▶ Task to complete
Put every line of the entries below into a numbered list, leaving out the blank lines. Omit the pictures from your answer.

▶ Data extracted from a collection
►

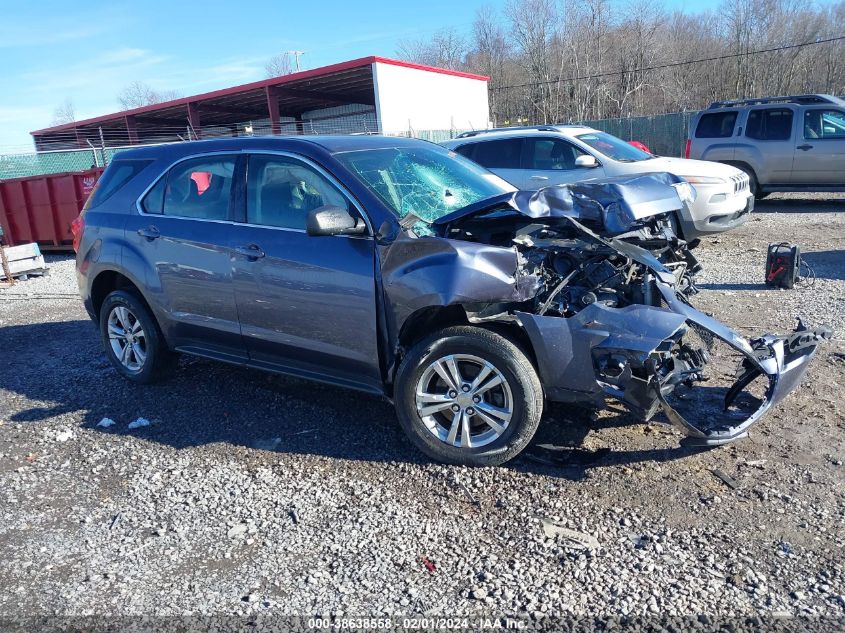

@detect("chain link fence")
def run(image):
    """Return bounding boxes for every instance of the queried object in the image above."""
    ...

[0,125,465,180]
[0,111,698,180]
[581,111,698,156]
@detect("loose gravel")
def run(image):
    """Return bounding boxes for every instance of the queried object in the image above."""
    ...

[0,196,845,624]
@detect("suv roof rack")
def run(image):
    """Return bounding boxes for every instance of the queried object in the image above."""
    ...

[708,95,839,110]
[455,123,584,138]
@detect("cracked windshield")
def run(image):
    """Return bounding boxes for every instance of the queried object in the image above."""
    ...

[337,148,514,235]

◄

▶ The completed task
1. @detect("chain link fence")
2. def run(image):
3.     """Return bounding boxes for every instance of the queried object in the image above."""
4.     ...
5. [0,125,465,180]
6. [0,111,698,180]
7. [581,111,698,156]
8. @detect("loose gravel")
9. def run(image):
10.     """Return bounding boxes for every instance of the queried object in the image above."""
11.     ...
12. [0,196,845,624]
13. @detect("suv roof rack")
14. def run(image):
15.     """Return bounding boxes for every instance of the queried object in the image above."""
16.     ...
17. [708,95,839,110]
18. [455,123,584,138]
19. @detect("cracked windshield")
20. def run(image):
21.     """Return bounding boxes for every instance of the queried object in the image above."""
22.     ...
23. [337,148,514,235]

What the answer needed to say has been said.